Преобразуйте в таблицу Markdown только строки с самого начала данных до строки с «M 753 506 L», обе включительно. Сделайте столбец «№» с номером по порядку и столбец «Строка» с ее текстом, а пустые строки пропустите.

• **ДАННЫЕ ДЛЯ ЗАДАНИЯ**:
== == ==

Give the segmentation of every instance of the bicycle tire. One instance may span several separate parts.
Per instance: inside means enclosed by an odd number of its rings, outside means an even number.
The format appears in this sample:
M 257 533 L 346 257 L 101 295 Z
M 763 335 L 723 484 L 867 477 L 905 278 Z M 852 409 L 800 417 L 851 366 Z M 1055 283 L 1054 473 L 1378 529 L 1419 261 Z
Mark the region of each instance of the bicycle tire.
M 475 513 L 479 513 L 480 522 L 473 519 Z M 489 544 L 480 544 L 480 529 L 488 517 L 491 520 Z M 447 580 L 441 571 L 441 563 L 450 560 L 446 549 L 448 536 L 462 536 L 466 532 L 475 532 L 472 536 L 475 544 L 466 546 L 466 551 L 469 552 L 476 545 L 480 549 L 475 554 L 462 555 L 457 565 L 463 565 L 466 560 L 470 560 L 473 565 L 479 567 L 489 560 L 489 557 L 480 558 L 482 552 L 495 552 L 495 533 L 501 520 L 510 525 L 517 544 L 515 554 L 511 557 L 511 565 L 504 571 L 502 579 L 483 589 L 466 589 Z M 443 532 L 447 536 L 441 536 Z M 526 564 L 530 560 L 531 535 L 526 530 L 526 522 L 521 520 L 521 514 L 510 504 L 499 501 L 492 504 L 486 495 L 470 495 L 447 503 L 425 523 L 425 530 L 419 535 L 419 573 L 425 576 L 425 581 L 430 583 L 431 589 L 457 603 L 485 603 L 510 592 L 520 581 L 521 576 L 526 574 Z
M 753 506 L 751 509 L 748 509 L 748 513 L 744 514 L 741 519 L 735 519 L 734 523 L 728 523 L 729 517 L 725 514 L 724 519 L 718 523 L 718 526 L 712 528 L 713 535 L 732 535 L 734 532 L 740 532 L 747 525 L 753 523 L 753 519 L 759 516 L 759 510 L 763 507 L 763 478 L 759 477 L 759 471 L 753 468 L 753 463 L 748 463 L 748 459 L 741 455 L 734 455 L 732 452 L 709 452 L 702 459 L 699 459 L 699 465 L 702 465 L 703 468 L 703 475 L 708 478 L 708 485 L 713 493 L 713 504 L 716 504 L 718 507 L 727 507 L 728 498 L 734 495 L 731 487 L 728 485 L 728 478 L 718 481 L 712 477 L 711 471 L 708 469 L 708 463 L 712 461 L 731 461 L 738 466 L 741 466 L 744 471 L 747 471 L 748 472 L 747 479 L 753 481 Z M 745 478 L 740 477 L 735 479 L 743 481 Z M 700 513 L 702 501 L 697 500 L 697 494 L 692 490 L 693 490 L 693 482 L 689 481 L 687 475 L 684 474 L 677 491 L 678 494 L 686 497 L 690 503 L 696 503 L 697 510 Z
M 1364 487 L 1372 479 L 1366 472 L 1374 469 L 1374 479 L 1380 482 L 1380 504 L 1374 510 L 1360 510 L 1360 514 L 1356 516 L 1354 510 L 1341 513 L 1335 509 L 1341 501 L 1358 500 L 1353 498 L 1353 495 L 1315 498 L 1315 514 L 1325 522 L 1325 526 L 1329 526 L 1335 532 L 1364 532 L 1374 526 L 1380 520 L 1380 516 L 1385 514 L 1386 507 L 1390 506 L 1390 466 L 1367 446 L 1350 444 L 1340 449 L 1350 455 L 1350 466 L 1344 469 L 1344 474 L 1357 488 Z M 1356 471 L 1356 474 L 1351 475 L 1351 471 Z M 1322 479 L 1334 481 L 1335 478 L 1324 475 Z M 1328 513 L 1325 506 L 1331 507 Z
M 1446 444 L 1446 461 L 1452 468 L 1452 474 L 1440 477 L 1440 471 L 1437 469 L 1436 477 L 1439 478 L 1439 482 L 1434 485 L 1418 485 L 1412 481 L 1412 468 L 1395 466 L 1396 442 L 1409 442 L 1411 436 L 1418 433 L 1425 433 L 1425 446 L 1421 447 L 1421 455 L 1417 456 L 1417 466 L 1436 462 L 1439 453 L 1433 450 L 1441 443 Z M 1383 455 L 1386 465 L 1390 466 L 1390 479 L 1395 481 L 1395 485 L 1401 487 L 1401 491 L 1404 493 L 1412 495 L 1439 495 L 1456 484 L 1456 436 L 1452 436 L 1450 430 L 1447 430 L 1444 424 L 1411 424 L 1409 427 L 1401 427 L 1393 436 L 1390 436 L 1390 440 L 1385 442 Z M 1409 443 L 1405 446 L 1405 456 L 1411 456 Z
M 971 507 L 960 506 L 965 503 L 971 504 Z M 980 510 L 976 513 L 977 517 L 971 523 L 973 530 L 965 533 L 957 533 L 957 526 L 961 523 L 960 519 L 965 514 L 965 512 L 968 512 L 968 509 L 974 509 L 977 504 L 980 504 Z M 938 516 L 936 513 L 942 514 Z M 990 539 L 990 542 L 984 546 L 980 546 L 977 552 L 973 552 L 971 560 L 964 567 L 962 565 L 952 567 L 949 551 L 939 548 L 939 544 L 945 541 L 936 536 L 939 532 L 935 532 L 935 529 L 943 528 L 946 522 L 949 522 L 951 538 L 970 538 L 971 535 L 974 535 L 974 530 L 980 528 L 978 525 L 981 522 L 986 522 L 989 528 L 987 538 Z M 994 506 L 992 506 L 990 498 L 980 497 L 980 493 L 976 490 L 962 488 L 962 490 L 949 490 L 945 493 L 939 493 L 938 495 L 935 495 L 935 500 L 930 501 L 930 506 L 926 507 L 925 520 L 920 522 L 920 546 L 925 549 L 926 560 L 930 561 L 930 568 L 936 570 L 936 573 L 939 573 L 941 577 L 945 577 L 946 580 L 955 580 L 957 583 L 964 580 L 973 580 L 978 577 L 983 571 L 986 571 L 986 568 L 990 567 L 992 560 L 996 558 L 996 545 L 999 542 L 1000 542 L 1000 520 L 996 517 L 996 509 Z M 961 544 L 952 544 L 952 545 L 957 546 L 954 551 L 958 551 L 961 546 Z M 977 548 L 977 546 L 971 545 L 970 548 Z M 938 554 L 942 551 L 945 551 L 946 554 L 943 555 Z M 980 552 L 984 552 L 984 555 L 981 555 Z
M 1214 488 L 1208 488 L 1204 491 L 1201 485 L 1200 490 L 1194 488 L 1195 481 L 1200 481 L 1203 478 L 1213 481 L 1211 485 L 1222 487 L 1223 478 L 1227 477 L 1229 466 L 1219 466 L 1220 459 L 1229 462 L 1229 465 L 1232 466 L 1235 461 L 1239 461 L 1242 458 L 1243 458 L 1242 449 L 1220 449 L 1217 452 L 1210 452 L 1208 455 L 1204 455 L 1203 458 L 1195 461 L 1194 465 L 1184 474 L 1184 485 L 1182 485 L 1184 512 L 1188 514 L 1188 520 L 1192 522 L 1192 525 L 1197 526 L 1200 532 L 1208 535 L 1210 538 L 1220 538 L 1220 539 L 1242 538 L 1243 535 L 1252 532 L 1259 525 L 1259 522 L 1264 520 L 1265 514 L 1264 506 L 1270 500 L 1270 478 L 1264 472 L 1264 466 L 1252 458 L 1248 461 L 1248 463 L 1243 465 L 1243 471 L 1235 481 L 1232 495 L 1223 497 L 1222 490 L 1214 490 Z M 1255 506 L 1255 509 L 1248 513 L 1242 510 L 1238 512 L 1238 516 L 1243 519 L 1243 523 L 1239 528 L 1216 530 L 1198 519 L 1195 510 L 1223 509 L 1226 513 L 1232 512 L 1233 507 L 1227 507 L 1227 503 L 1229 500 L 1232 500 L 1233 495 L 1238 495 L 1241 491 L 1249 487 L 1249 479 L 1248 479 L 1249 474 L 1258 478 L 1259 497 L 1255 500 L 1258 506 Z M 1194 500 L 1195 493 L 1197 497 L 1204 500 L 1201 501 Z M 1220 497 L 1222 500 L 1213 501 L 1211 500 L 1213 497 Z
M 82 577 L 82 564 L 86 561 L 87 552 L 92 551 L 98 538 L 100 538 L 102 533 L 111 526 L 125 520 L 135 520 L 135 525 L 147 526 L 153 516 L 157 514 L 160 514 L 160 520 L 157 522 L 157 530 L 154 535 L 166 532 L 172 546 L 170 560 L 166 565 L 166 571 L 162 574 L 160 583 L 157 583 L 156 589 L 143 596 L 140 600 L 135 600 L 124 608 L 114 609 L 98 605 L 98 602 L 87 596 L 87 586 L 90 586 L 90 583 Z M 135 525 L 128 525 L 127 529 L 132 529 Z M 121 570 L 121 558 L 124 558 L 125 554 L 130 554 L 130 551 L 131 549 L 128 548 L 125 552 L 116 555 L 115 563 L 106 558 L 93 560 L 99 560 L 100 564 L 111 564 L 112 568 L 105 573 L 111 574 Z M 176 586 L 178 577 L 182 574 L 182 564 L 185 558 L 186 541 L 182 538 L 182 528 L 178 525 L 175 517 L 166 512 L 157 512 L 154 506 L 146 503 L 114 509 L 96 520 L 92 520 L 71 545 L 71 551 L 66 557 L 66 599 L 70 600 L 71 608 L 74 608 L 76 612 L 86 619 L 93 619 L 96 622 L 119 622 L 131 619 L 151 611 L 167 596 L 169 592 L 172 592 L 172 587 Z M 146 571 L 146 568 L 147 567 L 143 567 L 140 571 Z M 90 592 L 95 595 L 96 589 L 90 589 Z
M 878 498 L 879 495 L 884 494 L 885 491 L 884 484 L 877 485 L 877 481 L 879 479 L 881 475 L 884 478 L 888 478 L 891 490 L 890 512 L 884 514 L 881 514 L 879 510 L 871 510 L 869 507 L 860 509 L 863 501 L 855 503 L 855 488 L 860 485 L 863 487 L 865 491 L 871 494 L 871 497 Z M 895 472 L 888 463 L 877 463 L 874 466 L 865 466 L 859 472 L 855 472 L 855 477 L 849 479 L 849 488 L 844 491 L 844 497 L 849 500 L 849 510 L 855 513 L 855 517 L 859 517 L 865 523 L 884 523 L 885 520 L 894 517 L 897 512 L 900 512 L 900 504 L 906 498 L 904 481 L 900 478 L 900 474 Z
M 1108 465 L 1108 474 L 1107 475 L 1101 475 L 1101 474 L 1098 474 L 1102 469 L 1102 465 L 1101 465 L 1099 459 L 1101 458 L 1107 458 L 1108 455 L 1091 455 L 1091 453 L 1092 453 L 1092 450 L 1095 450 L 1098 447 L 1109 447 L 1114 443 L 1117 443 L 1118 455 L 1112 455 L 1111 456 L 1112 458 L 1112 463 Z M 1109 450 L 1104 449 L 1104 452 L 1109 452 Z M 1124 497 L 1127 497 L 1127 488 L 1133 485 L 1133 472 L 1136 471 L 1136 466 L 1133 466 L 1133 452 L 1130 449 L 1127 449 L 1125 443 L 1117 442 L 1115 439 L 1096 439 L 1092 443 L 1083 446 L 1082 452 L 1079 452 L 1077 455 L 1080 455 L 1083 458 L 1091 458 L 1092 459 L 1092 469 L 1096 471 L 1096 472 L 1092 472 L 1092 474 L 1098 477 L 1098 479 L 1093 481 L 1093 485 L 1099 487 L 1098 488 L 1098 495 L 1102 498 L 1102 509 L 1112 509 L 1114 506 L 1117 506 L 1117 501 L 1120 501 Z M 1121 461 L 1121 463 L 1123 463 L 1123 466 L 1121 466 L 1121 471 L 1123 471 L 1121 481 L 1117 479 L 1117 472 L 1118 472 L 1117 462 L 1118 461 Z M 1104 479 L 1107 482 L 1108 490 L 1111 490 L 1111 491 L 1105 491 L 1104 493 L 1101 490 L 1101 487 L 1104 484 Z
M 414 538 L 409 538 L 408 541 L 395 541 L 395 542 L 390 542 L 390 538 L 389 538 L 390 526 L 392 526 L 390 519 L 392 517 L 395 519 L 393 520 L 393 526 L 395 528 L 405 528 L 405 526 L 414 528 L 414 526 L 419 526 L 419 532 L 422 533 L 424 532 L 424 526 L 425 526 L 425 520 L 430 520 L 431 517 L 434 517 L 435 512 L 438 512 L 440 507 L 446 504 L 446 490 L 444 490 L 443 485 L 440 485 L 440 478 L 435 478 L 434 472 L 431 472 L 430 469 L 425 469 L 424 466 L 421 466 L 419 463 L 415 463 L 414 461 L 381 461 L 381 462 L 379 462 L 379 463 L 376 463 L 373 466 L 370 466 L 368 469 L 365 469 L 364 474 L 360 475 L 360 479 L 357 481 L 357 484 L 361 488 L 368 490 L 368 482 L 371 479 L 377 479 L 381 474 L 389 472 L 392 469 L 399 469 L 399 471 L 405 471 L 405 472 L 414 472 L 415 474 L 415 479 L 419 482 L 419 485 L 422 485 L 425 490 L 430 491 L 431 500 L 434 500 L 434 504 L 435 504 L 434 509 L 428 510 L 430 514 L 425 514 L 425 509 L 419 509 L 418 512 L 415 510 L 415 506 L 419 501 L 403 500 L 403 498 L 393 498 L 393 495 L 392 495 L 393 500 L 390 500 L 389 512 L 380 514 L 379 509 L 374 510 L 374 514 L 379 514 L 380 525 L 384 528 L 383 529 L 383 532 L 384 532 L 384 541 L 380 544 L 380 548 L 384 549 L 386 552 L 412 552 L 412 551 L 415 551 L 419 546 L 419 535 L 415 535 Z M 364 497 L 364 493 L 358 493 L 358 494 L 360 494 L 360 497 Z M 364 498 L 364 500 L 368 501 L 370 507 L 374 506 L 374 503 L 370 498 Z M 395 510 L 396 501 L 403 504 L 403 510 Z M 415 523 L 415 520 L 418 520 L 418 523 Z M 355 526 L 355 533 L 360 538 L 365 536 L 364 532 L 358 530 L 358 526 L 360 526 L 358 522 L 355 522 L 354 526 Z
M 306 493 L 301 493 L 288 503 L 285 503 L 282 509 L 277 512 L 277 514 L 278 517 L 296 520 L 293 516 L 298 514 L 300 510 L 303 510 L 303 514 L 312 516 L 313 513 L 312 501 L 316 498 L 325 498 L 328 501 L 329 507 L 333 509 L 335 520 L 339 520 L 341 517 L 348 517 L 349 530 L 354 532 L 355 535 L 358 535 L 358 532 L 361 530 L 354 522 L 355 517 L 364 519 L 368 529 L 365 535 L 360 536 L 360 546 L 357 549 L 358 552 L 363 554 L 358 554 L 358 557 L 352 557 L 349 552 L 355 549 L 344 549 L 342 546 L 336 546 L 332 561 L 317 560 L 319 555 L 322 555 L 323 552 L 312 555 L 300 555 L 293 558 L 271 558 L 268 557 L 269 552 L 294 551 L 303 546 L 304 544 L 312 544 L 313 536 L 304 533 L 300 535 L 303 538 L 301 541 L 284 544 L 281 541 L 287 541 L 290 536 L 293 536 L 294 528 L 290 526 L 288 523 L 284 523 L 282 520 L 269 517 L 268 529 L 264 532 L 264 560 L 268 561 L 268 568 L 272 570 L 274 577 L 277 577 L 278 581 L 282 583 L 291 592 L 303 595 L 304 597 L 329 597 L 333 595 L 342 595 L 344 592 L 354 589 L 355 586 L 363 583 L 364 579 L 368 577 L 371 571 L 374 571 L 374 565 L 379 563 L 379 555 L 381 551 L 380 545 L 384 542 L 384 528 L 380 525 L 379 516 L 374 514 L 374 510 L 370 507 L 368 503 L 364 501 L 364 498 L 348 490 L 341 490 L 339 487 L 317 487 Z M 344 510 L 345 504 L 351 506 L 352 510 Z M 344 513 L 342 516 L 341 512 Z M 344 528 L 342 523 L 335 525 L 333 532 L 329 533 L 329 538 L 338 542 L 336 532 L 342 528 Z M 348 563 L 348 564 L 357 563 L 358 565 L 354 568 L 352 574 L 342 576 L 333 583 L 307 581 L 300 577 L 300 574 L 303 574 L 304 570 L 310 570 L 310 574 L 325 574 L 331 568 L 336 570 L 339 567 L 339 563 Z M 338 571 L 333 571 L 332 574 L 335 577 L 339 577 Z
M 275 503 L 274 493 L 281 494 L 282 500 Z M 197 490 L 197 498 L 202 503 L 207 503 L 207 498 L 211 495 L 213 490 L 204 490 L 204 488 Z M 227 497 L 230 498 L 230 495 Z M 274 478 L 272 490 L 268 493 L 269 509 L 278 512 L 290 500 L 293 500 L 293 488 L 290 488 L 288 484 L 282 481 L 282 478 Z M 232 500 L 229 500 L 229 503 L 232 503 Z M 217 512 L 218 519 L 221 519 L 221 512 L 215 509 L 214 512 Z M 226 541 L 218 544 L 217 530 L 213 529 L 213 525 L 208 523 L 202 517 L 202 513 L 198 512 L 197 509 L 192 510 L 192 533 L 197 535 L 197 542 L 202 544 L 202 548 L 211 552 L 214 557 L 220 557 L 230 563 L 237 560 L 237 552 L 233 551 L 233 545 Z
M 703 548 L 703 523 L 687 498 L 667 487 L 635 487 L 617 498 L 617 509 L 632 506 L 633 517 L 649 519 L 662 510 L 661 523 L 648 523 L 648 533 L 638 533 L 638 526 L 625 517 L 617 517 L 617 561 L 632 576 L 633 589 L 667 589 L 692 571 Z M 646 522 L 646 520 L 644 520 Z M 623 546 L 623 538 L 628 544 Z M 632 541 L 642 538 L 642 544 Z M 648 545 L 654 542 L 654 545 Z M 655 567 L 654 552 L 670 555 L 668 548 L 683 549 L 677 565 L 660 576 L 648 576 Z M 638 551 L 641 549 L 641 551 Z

== == ==

• **ОТВЕТ К ЗАДАНИЮ**:
| № | Строка |
|---|---|
| 1 | Give the segmentation of every instance of the bicycle tire. One instance may span several separate parts. |
| 2 | Per instance: inside means enclosed by an odd number of its rings, outside means an even number. |
| 3 | The format appears in this sample: |
| 4 | M 257 533 L 346 257 L 101 295 Z |
| 5 | M 763 335 L 723 484 L 867 477 L 905 278 Z M 852 409 L 800 417 L 851 366 Z M 1055 283 L 1054 473 L 1378 529 L 1419 261 Z |
| 6 | Mark the region of each instance of the bicycle tire. |
| 7 | M 475 513 L 479 513 L 480 522 L 473 519 Z M 489 544 L 480 544 L 480 529 L 488 517 L 491 520 Z M 447 580 L 441 571 L 441 563 L 450 560 L 446 549 L 448 536 L 462 536 L 466 532 L 475 532 L 472 536 L 475 544 L 466 546 L 466 551 L 469 552 L 476 545 L 480 549 L 475 554 L 462 555 L 457 565 L 463 565 L 466 560 L 470 560 L 473 565 L 479 567 L 489 560 L 489 557 L 480 558 L 482 552 L 495 552 L 495 533 L 501 520 L 510 525 L 517 544 L 515 554 L 511 557 L 511 565 L 504 571 L 502 579 L 483 589 L 466 589 Z M 443 532 L 447 536 L 441 536 Z M 526 564 L 530 560 L 531 535 L 526 530 L 526 522 L 521 520 L 521 514 L 510 504 L 499 501 L 492 504 L 486 495 L 470 495 L 447 503 L 425 523 L 425 530 L 419 535 L 419 573 L 425 576 L 425 581 L 430 583 L 431 589 L 457 603 L 485 603 L 510 592 L 520 581 L 521 576 L 526 574 Z |
| 8 | M 753 506 L 751 509 L 748 509 L 748 513 L 744 514 L 741 519 L 735 519 L 734 523 L 728 523 L 729 517 L 725 514 L 724 519 L 718 523 L 718 526 L 712 528 L 713 535 L 732 535 L 734 532 L 740 532 L 747 525 L 753 523 L 753 519 L 759 516 L 759 510 L 763 507 L 763 478 L 759 477 L 759 471 L 753 468 L 753 463 L 748 463 L 748 459 L 741 455 L 734 455 L 732 452 L 709 452 L 702 459 L 699 459 L 699 465 L 702 465 L 703 468 L 703 475 L 708 478 L 708 485 L 713 493 L 713 504 L 716 504 L 718 507 L 727 507 L 728 498 L 734 495 L 731 487 L 728 485 L 728 478 L 718 481 L 712 477 L 711 471 L 708 469 L 708 463 L 712 461 L 731 461 L 738 466 L 741 466 L 744 471 L 747 471 L 748 472 L 747 479 L 753 481 Z M 745 478 L 740 477 L 735 479 L 743 481 Z M 700 513 L 702 501 L 697 500 L 697 494 L 692 490 L 693 490 L 693 482 L 689 481 L 687 475 L 684 474 L 677 491 L 678 494 L 686 497 L 690 503 L 696 503 L 697 510 Z |